Segment Start: INPUT FOR THIS TASK

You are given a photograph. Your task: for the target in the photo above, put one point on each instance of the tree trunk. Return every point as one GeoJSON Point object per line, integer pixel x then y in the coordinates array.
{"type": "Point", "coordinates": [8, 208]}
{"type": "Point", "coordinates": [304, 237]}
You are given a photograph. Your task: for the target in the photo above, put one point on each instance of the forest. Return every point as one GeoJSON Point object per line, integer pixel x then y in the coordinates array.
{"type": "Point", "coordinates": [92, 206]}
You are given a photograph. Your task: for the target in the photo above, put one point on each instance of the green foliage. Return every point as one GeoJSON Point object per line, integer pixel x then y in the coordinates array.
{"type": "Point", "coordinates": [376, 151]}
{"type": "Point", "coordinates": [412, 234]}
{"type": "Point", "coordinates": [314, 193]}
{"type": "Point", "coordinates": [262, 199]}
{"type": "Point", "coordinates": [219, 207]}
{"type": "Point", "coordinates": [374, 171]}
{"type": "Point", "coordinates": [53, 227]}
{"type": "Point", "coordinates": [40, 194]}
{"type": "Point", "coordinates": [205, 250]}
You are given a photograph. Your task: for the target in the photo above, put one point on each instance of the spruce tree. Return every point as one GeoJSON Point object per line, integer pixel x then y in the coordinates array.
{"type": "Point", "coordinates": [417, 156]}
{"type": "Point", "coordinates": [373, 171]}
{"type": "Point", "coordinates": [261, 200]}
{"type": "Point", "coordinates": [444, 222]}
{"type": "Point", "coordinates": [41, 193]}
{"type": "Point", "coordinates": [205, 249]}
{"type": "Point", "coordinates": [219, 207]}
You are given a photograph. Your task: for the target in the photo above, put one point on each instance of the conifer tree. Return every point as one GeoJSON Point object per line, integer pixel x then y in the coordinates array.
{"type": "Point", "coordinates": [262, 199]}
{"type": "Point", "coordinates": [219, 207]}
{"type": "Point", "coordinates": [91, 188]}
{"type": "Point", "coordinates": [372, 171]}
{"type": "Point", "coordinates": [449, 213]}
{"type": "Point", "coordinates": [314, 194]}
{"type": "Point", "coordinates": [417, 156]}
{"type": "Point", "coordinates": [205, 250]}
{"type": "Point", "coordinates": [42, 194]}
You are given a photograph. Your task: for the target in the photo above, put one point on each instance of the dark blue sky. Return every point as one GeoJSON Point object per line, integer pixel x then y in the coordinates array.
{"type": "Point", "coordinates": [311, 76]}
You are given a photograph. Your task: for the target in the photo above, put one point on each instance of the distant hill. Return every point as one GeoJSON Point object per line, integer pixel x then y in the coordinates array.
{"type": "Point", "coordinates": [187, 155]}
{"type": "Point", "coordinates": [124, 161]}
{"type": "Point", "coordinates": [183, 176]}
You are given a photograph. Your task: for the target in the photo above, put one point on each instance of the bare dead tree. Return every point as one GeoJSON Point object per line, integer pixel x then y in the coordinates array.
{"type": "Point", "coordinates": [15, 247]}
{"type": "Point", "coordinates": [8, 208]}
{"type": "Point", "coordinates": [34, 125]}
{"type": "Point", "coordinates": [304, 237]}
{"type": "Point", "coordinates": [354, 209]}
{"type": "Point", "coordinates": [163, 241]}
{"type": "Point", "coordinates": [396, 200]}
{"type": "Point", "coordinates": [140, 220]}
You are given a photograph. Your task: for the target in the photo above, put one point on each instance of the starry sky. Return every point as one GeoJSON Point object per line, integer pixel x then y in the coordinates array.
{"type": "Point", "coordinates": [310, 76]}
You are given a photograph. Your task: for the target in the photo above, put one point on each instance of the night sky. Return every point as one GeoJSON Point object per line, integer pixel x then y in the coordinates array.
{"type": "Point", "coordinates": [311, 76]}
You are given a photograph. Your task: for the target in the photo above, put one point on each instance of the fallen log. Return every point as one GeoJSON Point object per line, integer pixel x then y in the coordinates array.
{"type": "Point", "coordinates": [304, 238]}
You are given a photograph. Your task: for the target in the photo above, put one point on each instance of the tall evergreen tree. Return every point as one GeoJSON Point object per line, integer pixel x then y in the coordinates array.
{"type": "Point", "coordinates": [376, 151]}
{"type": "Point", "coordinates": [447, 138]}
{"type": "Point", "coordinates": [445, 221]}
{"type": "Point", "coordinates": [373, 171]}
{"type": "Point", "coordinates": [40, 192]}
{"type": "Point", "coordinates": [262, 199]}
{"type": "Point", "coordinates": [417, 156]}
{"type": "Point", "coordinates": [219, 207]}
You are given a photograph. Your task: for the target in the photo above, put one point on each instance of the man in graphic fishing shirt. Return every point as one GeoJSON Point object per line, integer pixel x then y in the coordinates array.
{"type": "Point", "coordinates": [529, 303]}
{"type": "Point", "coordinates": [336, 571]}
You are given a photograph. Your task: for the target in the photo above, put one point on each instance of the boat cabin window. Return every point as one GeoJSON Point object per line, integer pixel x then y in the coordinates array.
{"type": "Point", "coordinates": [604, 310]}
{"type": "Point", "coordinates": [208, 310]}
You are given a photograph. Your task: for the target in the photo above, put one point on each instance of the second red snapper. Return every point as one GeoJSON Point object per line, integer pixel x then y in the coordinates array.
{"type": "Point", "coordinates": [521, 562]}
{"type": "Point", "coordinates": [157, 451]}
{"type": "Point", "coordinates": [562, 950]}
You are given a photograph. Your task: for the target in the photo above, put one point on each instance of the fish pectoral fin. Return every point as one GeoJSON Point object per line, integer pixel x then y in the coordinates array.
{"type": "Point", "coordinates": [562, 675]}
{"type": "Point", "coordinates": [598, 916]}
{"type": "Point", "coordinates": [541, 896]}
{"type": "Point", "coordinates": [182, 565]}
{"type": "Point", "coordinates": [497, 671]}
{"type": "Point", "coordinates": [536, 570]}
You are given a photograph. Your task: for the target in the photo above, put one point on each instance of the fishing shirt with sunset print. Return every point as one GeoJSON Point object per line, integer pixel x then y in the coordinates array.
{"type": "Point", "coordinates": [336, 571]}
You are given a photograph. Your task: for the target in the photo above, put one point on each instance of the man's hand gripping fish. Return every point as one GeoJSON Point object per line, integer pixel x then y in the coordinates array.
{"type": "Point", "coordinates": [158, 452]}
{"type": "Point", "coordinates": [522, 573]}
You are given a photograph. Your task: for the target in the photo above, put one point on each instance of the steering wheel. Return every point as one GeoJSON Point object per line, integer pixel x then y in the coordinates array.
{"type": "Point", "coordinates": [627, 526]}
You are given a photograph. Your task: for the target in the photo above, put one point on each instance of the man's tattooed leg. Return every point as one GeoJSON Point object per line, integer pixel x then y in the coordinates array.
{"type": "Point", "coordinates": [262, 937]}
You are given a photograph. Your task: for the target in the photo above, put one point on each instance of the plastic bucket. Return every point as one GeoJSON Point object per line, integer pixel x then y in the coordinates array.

Segment End: INPUT FOR THIS TASK

Every line of the material needs to be returned exactly.

You are given a photograph. Your task: for the target in the photo above, put one point on each instance of the tree trunk. Return every point as one GeoJSON Point object per line, integer pixel x then y in the coordinates array.
{"type": "Point", "coordinates": [8, 208]}
{"type": "Point", "coordinates": [304, 237]}
You are given a photograph. Your task: for the target in the photo above, put one point on each instance of the forest. Return every point as one GeoJSON Point object per line, integer pixel x then y in the coordinates array.
{"type": "Point", "coordinates": [92, 206]}
You are given a photograph. Your task: for the target in the photo above, put one point on each instance of the green foliage. Return every point as one GeoJSON Point object per line, integer pixel x then y in the coordinates array.
{"type": "Point", "coordinates": [376, 151]}
{"type": "Point", "coordinates": [412, 234]}
{"type": "Point", "coordinates": [314, 193]}
{"type": "Point", "coordinates": [262, 199]}
{"type": "Point", "coordinates": [219, 207]}
{"type": "Point", "coordinates": [374, 171]}
{"type": "Point", "coordinates": [53, 227]}
{"type": "Point", "coordinates": [40, 194]}
{"type": "Point", "coordinates": [205, 250]}
You are given a photograph. Your task: for the target in the photo above, put one point on each instance of the spruce tree. Return every point as one GeoJSON Point object per line, integer pixel x then y in the coordinates array.
{"type": "Point", "coordinates": [417, 156]}
{"type": "Point", "coordinates": [373, 171]}
{"type": "Point", "coordinates": [261, 200]}
{"type": "Point", "coordinates": [444, 222]}
{"type": "Point", "coordinates": [41, 193]}
{"type": "Point", "coordinates": [205, 249]}
{"type": "Point", "coordinates": [219, 207]}
You are given a photograph. Your task: for the target in the photo above, put one point on each instance of the conifer tree. Return every point as one GeoJSON Point object per line, integer pixel x then y in the coordinates array.
{"type": "Point", "coordinates": [262, 199]}
{"type": "Point", "coordinates": [219, 207]}
{"type": "Point", "coordinates": [91, 188]}
{"type": "Point", "coordinates": [372, 171]}
{"type": "Point", "coordinates": [449, 213]}
{"type": "Point", "coordinates": [314, 194]}
{"type": "Point", "coordinates": [417, 156]}
{"type": "Point", "coordinates": [205, 250]}
{"type": "Point", "coordinates": [42, 194]}
You are given a photograph. Your task: for the target in the photo above, put one point on each instance of the dark blue sky. Return every point as one GeoJSON Point object per line, integer pixel x then y in the coordinates array.
{"type": "Point", "coordinates": [311, 76]}
You are given a photograph. Your task: for the target in the photo above, put one point on each instance of the distant hill. Return every point as one GeoJSON Point object per line, integer pixel x then y in the coordinates array.
{"type": "Point", "coordinates": [187, 155]}
{"type": "Point", "coordinates": [124, 161]}
{"type": "Point", "coordinates": [183, 176]}
You are given a photograph. Your task: for the target in the photo above, put one point on each instance of the bare dead tree. Return every point as one GeoJSON Point object per line, integer pixel x then y in the coordinates array.
{"type": "Point", "coordinates": [15, 247]}
{"type": "Point", "coordinates": [8, 208]}
{"type": "Point", "coordinates": [34, 125]}
{"type": "Point", "coordinates": [304, 237]}
{"type": "Point", "coordinates": [354, 209]}
{"type": "Point", "coordinates": [163, 241]}
{"type": "Point", "coordinates": [396, 200]}
{"type": "Point", "coordinates": [140, 220]}
You are given a photograph. Your task: for the target in the photo above, put one point on each instance of the starry sky. Return every point as one GeoJSON Point object per line, integer pixel x then y in the coordinates array.
{"type": "Point", "coordinates": [310, 76]}
You are given a photograph. Your task: for the target in the photo above, put one point on each instance of the night sky. Return every point as one GeoJSON Point object per line, integer pixel x then y in the coordinates array.
{"type": "Point", "coordinates": [311, 76]}
You are given a photograph. Your task: for the target in the photo above, put one point on each instance of the fallen log. Return every point as one GeoJSON Point object per line, integer pixel x then y in the coordinates array.
{"type": "Point", "coordinates": [304, 238]}
You are given a photograph. Your task: for the target in the photo above, put one point on each instance of the tall evergreen tree. Return every point as one GeoJSON Point object per line, integer pixel x then y in the coordinates array.
{"type": "Point", "coordinates": [376, 151]}
{"type": "Point", "coordinates": [447, 138]}
{"type": "Point", "coordinates": [445, 221]}
{"type": "Point", "coordinates": [373, 171]}
{"type": "Point", "coordinates": [40, 192]}
{"type": "Point", "coordinates": [262, 199]}
{"type": "Point", "coordinates": [417, 156]}
{"type": "Point", "coordinates": [219, 207]}
You are given a photograph. Your task: for the target in the photo above, put one point on each instance of the man in graphic fishing shirt. Return every point as one GeoJSON Point object per line, integer pixel x then y in the coordinates array.
{"type": "Point", "coordinates": [529, 303]}
{"type": "Point", "coordinates": [336, 571]}
You are given a photograph. Your task: for the target in the photo above, put one point on each instance of the boat cabin window. Return every point as one GeoJSON Point object per line, integer pixel x then y in the coordinates array.
{"type": "Point", "coordinates": [604, 310]}
{"type": "Point", "coordinates": [208, 310]}
You are given a photograph. Your task: for the target in the photo above, put one point on each instance of the second red snapper. Return every point as one GeoJSON Point object per line, integer pixel x then y in the coordinates array.
{"type": "Point", "coordinates": [521, 562]}
{"type": "Point", "coordinates": [157, 451]}
{"type": "Point", "coordinates": [562, 950]}
You are given a photograph. Your task: for the target in the photo above, put one point on each instance of the fish pectoral fin. Return every point as one GeoJSON Point object per line, integer pixel x then y in the coordinates array.
{"type": "Point", "coordinates": [562, 675]}
{"type": "Point", "coordinates": [598, 916]}
{"type": "Point", "coordinates": [541, 896]}
{"type": "Point", "coordinates": [182, 565]}
{"type": "Point", "coordinates": [497, 671]}
{"type": "Point", "coordinates": [536, 570]}
You are given a photograph. Your task: for the target in the photo above, put one point on each instance of the fishing shirt with sunset print. Return every point as one GeoJSON Point object per line, integer pixel x then y in the coordinates array.
{"type": "Point", "coordinates": [336, 571]}
You are given a photograph. Your task: for the target in the photo above, put one point on each instance of the man's hand gripping fish. Return every point as one GeoJSON Point object per line, integer pixel x then y in the coordinates array.
{"type": "Point", "coordinates": [158, 452]}
{"type": "Point", "coordinates": [522, 573]}
You are given a photograph. Your task: for the target in the photo above, put one point on each instance of the steering wheel. Return every point as one GeoJSON Point object per line, integer pixel x then y in the coordinates array.
{"type": "Point", "coordinates": [627, 526]}
You are given a photograph. Your task: for the target in the photo above, put one point on each instance of the man's tattooed leg. Return every point as one GeoJSON Point object per line, integer pixel x then y in the coordinates array.
{"type": "Point", "coordinates": [262, 937]}
You are given a photograph. Your task: for the target in the photo above, put one point on each instance of the plastic bucket. Return every point as one GeoJSON Point object per line, integer pixel x then y in the coordinates array.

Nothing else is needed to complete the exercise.